### What you are asked to do
Could you please find each line in the records that contains the word "pole" and copy it?

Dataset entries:
──────────────────────────────
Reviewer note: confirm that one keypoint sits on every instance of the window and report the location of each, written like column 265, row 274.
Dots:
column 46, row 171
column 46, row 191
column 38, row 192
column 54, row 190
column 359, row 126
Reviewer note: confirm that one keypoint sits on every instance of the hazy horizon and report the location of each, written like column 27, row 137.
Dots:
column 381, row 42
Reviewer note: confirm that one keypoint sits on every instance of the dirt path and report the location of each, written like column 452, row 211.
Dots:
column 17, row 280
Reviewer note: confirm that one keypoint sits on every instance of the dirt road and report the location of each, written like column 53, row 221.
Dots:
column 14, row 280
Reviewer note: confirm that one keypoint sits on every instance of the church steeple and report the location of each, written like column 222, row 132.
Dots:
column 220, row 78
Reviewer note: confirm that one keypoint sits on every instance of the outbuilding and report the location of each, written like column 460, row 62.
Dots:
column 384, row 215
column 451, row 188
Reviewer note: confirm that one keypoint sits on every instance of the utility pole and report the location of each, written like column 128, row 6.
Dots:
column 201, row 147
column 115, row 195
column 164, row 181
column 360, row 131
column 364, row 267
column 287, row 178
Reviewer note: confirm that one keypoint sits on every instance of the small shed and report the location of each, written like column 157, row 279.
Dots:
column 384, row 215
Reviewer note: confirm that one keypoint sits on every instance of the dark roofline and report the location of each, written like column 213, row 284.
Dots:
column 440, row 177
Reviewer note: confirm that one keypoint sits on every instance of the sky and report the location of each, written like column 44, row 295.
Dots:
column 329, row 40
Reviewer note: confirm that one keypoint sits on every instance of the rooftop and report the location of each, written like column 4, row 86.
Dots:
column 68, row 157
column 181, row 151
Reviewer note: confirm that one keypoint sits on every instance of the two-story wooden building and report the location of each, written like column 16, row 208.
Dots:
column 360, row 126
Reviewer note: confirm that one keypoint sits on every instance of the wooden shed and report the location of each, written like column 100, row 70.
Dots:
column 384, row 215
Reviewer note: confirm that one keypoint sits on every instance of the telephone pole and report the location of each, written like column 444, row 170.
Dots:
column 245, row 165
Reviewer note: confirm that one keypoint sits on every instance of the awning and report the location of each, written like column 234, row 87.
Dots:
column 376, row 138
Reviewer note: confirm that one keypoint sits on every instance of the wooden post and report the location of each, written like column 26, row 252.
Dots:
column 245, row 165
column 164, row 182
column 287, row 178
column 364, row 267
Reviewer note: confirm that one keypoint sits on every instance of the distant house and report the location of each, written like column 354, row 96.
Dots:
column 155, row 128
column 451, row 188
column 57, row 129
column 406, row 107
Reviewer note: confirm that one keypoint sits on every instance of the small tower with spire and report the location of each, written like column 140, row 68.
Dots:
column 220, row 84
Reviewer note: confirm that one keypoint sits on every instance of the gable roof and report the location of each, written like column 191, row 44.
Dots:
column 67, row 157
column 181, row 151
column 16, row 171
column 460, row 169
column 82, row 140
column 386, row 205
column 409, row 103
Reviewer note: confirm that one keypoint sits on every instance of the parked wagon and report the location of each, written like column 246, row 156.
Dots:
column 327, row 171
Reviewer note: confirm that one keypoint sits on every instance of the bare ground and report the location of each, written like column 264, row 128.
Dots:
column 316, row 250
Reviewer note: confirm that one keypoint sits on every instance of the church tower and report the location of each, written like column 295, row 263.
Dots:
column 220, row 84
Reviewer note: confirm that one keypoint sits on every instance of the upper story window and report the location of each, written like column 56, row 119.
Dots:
──────────────────────────────
### Task answer
Reviewer note: confirm that one keypoint sits on every instance of the utility pole and report the location of each, written like column 128, row 6.
Reviewer note: confirm that one keypoint sits on every instance of the telephone pole and report the location of each, written like column 444, row 170.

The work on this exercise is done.